Given problem 1:
Reproduce the location labeling entries from the line with "the teahouse railing" up to and including the line with "[[258, 850]]", keeping each request as it is. Scale every point coordinate in the answers by 2.1, rounding to whole numbers with halves rounded up.

Selected passage:
•••••

# Mikes Club Race 5/8



## nik77356 (Jun 8, 2007)

Can we get another money race Phil? And payout to top 3 spots? 

Looks like I'm gonna be able to race this weekend!


----------



## wily (Oct 14, 2005)

I am planning on making it.


----------



## Doc Hepner (Oct 9, 2009)

Sounds good to me! I'm planning on making it as well.


----------



## cjtamu (Sep 22, 2004)

nik77356 said:


> Can we get another money race Phil? And payout to top 3 spots?
> 
> Looks like I'm gonna be able to race this weekend!


Nik, when you get there, why don't you just hand everyone else that's racing $1? They're going to end up with your money anyway, so just eliminate the middleman. :bounce:


----------



## jasonwipf (Feb 23, 2009)

cjtamu said:


> Nik, when you get there, why don't you just hand everyone else that's racing $1? They're going to end up with your money anyway, so just eliminate the middleman. :bounce:


lololol


----------



## nik77356 (Jun 8, 2007)

Why don't you show up and put your money where your mouth is?


----------



## B4Maz (Aug 9, 2009)

nik77356 said:


> Why don't you show up and put your money where your mouth is?


Them fightin words! :texasflag


----------



## cjtamu (Sep 22, 2004)

Because every time I put money there your mom gets so offended! :dance:


----------



## nik77356 (Jun 8, 2007)

I'm not sure my mom is aware of your relationship with Ron, so I don't know why she would get offended at that.

•••••

Given problem 2:
List the usernames of everyone who posts in the forum thread about the club race.

Location labeling entries:
•••••

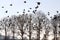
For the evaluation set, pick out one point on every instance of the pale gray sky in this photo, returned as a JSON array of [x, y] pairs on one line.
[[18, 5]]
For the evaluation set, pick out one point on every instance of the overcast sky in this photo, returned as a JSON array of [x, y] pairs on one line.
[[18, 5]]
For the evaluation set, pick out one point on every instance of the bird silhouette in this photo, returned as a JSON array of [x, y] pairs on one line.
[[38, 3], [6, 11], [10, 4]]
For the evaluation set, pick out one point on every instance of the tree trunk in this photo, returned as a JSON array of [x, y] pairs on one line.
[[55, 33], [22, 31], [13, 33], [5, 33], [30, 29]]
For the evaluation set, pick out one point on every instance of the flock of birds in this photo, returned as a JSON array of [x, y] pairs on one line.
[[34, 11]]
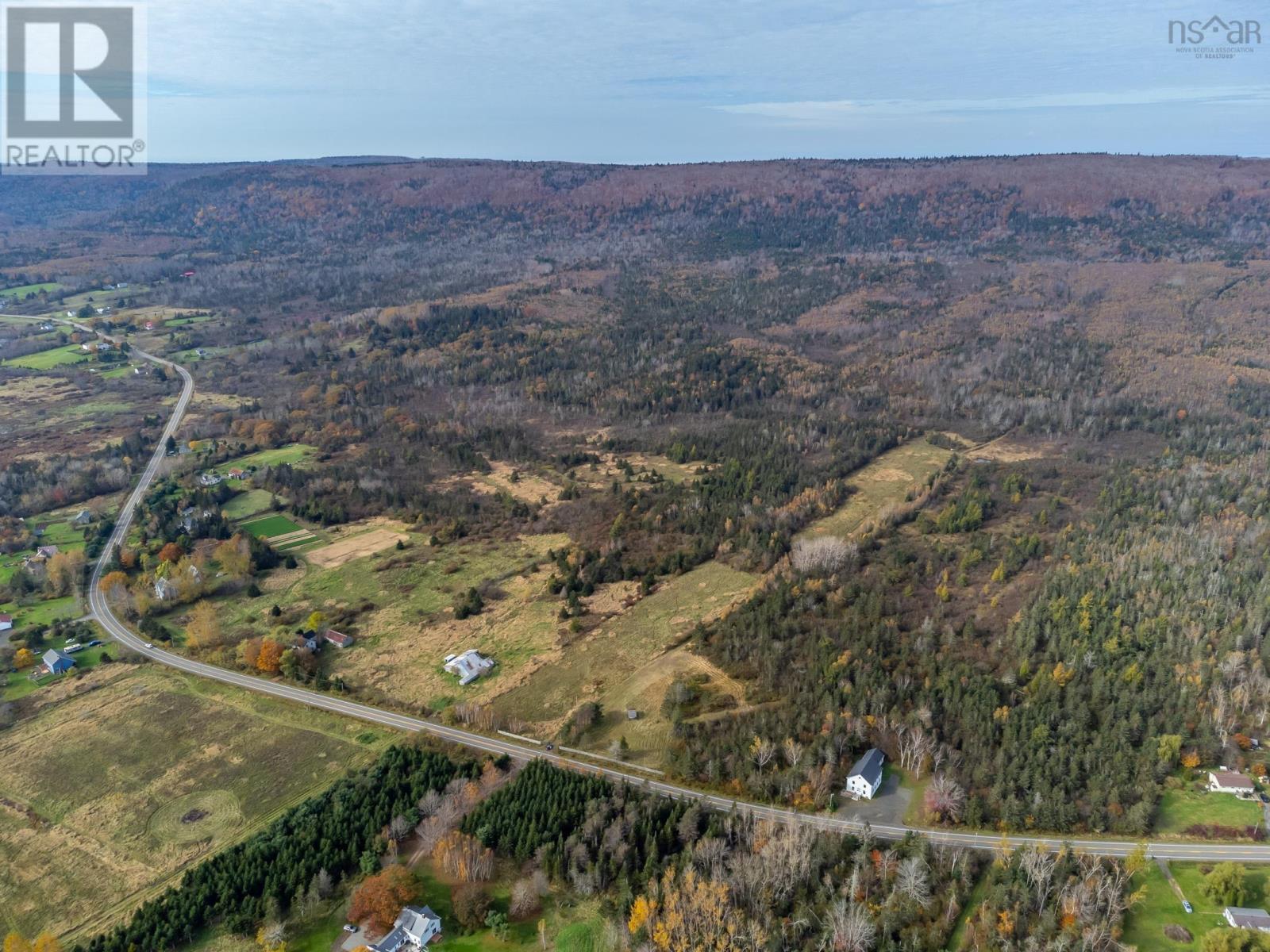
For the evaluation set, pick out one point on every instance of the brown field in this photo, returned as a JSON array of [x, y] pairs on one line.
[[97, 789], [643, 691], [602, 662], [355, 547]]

•••••

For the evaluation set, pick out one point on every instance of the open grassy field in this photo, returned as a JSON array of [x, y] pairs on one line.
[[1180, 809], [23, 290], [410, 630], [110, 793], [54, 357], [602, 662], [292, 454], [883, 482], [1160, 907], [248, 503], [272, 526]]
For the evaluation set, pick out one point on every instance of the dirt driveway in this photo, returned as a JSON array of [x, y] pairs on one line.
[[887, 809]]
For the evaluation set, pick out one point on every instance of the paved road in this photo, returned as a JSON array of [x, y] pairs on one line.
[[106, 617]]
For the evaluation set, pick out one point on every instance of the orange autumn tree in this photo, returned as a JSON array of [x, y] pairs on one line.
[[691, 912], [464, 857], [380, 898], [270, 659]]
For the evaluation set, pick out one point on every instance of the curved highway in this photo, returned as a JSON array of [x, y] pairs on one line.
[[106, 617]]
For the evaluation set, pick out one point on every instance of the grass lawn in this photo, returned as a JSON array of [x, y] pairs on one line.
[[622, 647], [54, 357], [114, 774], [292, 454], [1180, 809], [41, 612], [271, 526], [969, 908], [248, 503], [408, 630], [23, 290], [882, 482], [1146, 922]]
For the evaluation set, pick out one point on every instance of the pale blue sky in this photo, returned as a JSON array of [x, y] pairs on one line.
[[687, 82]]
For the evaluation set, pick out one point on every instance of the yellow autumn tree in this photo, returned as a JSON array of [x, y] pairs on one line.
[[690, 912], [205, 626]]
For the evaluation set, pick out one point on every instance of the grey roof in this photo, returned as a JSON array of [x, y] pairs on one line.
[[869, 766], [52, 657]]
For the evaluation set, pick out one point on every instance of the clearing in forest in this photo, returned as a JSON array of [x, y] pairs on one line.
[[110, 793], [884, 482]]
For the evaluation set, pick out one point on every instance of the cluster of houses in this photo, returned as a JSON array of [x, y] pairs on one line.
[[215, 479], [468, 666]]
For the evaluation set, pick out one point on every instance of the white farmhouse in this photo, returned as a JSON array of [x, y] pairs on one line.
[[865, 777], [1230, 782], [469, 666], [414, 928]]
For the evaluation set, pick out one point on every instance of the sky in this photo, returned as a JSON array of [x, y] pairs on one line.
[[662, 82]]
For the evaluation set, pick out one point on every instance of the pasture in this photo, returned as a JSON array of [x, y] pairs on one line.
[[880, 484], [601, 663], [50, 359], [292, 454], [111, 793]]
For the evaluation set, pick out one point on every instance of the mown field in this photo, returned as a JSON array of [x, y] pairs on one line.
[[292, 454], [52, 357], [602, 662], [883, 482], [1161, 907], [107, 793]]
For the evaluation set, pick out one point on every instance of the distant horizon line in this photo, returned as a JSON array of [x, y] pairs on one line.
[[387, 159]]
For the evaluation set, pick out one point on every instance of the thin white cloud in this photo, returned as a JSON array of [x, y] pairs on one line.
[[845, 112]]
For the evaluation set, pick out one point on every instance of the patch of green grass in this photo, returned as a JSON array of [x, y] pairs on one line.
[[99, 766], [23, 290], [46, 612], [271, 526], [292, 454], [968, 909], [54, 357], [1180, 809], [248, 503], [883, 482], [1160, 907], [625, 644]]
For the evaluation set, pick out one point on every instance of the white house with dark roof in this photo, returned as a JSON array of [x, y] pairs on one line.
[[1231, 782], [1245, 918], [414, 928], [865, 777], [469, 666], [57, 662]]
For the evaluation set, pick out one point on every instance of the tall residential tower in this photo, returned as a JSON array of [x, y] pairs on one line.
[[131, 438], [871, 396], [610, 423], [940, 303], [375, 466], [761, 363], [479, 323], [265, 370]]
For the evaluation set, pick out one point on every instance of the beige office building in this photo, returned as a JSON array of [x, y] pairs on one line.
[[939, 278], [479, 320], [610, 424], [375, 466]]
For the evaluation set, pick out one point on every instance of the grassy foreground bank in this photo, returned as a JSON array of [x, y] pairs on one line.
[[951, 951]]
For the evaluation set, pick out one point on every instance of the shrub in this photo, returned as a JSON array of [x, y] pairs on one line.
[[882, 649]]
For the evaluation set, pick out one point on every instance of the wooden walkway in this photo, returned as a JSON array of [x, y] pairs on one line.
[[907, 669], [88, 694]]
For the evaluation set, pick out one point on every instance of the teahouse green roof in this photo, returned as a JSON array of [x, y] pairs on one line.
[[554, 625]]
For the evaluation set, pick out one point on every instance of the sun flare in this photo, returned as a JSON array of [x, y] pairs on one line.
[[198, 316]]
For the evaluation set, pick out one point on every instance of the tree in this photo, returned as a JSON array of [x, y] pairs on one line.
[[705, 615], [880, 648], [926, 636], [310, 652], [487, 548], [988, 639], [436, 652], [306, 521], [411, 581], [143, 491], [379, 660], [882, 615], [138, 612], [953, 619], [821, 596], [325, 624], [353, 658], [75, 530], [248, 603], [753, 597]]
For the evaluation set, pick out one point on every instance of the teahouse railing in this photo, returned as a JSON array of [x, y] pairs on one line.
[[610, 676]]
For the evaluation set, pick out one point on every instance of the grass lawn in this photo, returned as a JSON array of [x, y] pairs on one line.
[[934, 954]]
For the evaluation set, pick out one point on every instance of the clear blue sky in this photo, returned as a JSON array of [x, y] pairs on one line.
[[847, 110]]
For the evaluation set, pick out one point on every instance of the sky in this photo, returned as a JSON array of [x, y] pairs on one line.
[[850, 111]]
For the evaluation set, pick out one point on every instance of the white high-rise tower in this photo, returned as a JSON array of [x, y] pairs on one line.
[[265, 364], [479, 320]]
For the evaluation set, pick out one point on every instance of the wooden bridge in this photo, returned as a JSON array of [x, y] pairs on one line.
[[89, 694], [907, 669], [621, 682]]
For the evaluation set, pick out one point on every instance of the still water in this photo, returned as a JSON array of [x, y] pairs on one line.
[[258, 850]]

•••••

Expected output 1:
For the evaluation set, pick out one point on every instance of the teahouse railing in this photo, returned as a JSON array of [x, y] pairs on one line.
[[1281, 1420]]
For the evaluation set, pick out one point on every instance of the grass lawn in this photo, returned as a JSON array of [x, y] pairs on one line.
[[1961, 2003]]
For the evaluation set, pick out one point on every instance of the clear blue sky in this photo, returned as a JSON array of [x, y] pairs on one line.
[[1779, 231]]
For the evaluation set, pick out one point on every instance of the sky in this photo, returned as a JSON array of [x, y] pairs on one line.
[[1785, 233]]
For the evaluation set, pick out one point on every instance of the white high-rise tower in this photo, returned as a JSON array of [x, y] pairs on one line.
[[557, 764], [1006, 672]]
For the evaluation set, pick out one point on every instance of the wooden bridge in this photo, returned as a JSON array of [x, y] pairs on one line.
[[187, 1457], [1905, 1405], [1304, 1432]]
For the evaluation set, pick out one point on every instance of the still water in this photo, returned as a JSON array of [x, y] pairs on one line.
[[542, 1785]]

Expected output 2:
nik77356, wily, Doc Hepner, cjtamu, jasonwipf, B4Maz